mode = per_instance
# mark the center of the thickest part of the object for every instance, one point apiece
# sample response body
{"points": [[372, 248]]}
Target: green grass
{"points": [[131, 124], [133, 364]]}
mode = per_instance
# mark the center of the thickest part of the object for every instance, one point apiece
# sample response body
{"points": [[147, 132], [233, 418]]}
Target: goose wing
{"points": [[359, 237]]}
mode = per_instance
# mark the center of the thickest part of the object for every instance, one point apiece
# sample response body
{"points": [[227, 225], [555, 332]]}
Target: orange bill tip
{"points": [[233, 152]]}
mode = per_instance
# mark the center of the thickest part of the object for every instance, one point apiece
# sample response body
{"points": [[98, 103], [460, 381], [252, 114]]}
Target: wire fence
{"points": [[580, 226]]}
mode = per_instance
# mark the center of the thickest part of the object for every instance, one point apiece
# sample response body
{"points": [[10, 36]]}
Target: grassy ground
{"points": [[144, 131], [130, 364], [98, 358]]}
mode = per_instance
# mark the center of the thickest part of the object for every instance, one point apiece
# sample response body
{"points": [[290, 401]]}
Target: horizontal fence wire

### EXERCISE DESCRIPTION:
Nothing in the data may differ; print all of it exactly as written.

### RESPONSE:
mode = per_instance
# mark the center of the thickest part of the object for every instance, one point apiece
# sample response body
{"points": [[372, 248]]}
Target: green grass
{"points": [[131, 124], [133, 364]]}
mode = per_instance
# mark the center of the thickest part of the object for every instance, one point apiece
# sample response body
{"points": [[147, 132], [233, 418]]}
Target: goose wing
{"points": [[359, 237]]}
mode = per_instance
# mark the center of the thickest part of the object for every instance, one point apiece
# sample response body
{"points": [[227, 225], [555, 332]]}
Target: orange bill tip
{"points": [[233, 152]]}
mode = per_instance
# mark the center of the thickest part of the object for every instance, one point apiece
# sample response body
{"points": [[98, 103], [460, 381], [252, 114]]}
Target: wire fence
{"points": [[580, 226]]}
mode = per_instance
# mark the center of the thickest part of the object for every instance, one point apiece
# sample response body
{"points": [[10, 36]]}
Target: grassy ground
{"points": [[144, 131], [130, 364], [98, 358]]}
mode = per_instance
# mark the center of the thickest part of the object for every instance, one point apiece
# sample response body
{"points": [[290, 401]]}
Target: horizontal fence wire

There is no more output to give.